▸ **To do**: Every line of the listing below must be printed again exactly, apart from its pictures.

▸ **Supplied material**:
⟨
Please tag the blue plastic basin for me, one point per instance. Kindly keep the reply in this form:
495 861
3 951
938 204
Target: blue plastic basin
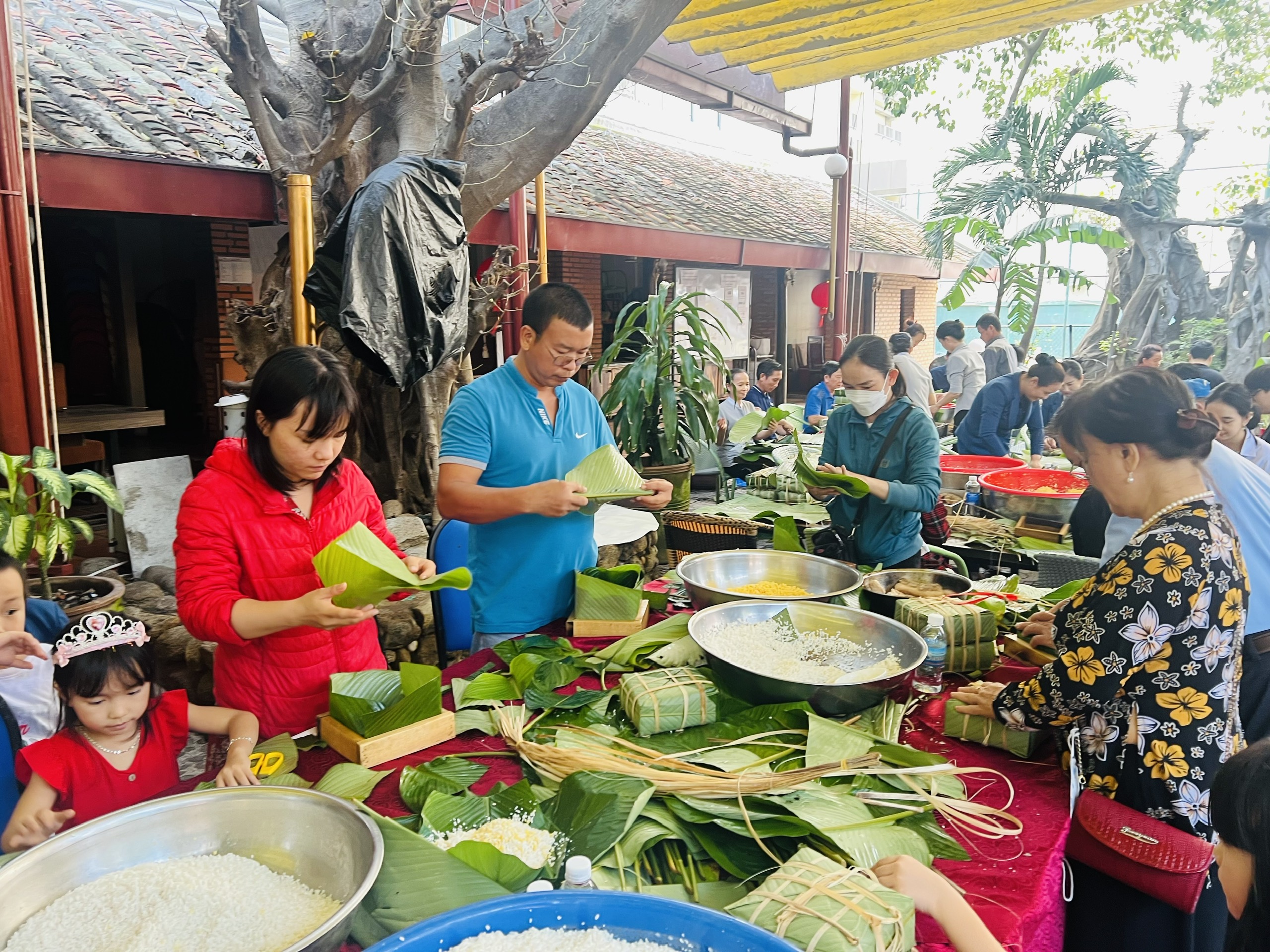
628 916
⟩
▸ **Written response**:
Please tag the blue plastic basin for me, one point per instance. Kindly keep the reply in this form:
495 861
3 951
938 204
Target: blue plastic basin
628 916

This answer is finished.